* _Extract to read_
:::

Tierra Blanca Joven: Healing as Homeland
In his 2022 exhibition Tierra Blanca Joven at the Brooklyn Museum, Maravilla built a “Healing Room” filled with his Disease Throwers, crystals, and seating for sound baths open to the public. The title references the volcanic ash layer left by the eruption of Ilopango in El Salvador over 1,500 years ago—a geological trauma that mirrors the cultural and personal ruptures of migration.
Through this installation, Maravilla fused myth, geology, and memory: the ash of an ancient volcano becomes the dust of displacement; the vibration of gongs becomes the pulse of renewal. In a museum world often fixated on spectacle, Tierra Blanca Joven insists on care as its own aesthetic form. The exhibition also highlights his belief that healing cannot be solitary, but can also be relational, intergenerational, and collective.
Ritual as Reclamation
To experience Maravilla’s work is to step into a ritual, one that collapses distinctions between art and medicine, the sacred and the contemporary. His use of sound is not ornamental but ontological: it restructures space, reminding us that vibration was our first language. It is a reclamation of ancestral Mesoamerican healing practices, filtered through the vocabulary of contemporary art.
Maravilla’s performances often include immigrants, cancer survivors, and community members, positioning them not as audience but as participants. The emphasis is on presence, not spectacle. In this sense, his art stages a quiet but radical resistance to the alienation often embedded in both museum spaces and modern life. The ritual becomes a method of survival, an insistence that the self, even when displaced, can become whole again.

:::

* _Questions to answer_
#1 Reproduce the Maravilla text word for word, starting with "Maravilla’s performances often" and going on through "become whole again.".
#2 How would you sum up the Maravilla text in two sentences?
#3 Answer these questions from the Maravilla text, marking each answer with the matching letter:
(a) Which museum hosted Tierra Blanca Joven?
(b) Which volcanic eruption does the exhibition's title reference?
(c) Which groups do Maravilla's performances often include?
The rows that follow come from a separate source.

:::

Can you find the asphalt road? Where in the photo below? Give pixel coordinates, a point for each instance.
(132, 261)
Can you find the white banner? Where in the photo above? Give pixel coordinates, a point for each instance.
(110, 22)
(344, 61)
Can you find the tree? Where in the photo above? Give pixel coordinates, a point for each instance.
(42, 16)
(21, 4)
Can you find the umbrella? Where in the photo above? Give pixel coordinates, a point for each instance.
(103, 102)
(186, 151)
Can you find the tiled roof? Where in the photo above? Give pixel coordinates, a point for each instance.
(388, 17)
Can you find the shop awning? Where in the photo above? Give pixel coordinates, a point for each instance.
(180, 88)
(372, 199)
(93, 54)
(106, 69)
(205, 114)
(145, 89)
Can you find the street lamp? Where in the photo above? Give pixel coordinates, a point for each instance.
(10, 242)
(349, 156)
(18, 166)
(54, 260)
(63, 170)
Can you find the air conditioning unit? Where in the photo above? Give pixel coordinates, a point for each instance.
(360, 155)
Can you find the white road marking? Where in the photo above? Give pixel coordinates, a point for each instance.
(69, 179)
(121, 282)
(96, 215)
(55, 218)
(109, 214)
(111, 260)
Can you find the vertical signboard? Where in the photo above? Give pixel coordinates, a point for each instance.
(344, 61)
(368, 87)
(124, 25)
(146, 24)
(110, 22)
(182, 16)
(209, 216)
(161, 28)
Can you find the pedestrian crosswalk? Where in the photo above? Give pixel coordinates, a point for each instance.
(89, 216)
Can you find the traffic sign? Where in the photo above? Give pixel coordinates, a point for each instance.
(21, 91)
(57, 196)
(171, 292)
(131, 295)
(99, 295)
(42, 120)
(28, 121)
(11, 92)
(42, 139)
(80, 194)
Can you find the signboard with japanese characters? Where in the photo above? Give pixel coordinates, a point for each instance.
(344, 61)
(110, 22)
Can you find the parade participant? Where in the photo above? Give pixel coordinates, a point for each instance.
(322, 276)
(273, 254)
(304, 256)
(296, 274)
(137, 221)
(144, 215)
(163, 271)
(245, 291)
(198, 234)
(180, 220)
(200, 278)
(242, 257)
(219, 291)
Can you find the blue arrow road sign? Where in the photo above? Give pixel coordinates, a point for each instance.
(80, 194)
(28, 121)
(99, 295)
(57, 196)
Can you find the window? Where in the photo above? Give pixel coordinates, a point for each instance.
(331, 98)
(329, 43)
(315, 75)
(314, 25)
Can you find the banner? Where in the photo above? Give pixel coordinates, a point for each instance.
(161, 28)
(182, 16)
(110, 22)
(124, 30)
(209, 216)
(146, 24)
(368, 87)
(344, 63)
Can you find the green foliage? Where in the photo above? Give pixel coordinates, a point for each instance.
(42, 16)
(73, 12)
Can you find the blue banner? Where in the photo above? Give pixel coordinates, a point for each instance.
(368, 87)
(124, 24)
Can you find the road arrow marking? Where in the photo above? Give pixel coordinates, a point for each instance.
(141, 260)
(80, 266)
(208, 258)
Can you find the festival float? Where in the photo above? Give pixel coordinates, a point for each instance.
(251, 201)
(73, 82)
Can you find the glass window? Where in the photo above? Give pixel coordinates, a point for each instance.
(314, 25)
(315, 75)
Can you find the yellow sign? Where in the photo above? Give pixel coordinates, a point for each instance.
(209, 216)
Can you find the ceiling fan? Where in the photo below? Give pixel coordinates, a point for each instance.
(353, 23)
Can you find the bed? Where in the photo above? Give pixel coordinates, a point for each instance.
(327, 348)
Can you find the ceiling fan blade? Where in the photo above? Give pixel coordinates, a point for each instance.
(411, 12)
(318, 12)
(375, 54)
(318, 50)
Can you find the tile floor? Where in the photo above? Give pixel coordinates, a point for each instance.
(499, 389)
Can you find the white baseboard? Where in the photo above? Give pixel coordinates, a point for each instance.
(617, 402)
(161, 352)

:::

* _Your responses_
#1
Maravilla’s performances often include immigrants, cancer survivors, and community members, positioning them not as audience but as participants. The emphasis is on presence, not spectacle. In this sense, his art stages a quiet but radical resistance to the alienation often embedded in both museum spaces and modern life. The ritual becomes a method of survival, an insistence that the self, even when displaced, can become whole again.

#2 In his 2022 Brooklyn Museum exhibition Tierra Blanca Joven, Maravilla built a "Healing Room" with his Disease Throwers, crystals, and seating for public sound baths. The title refers to the volcanic ash left by the eruption of Ilopango in El Salvador, and the work reclaims ancestral Mesoamerican healing practices through ritual that involves immigrants, cancer survivors, and community members as participants rather than audience.

#3
(a) The Brooklyn Museum
(b) The eruption of Ilopango in El Salvador over 1,500 years ago
(c) Immigrants, cancer survivors, and community members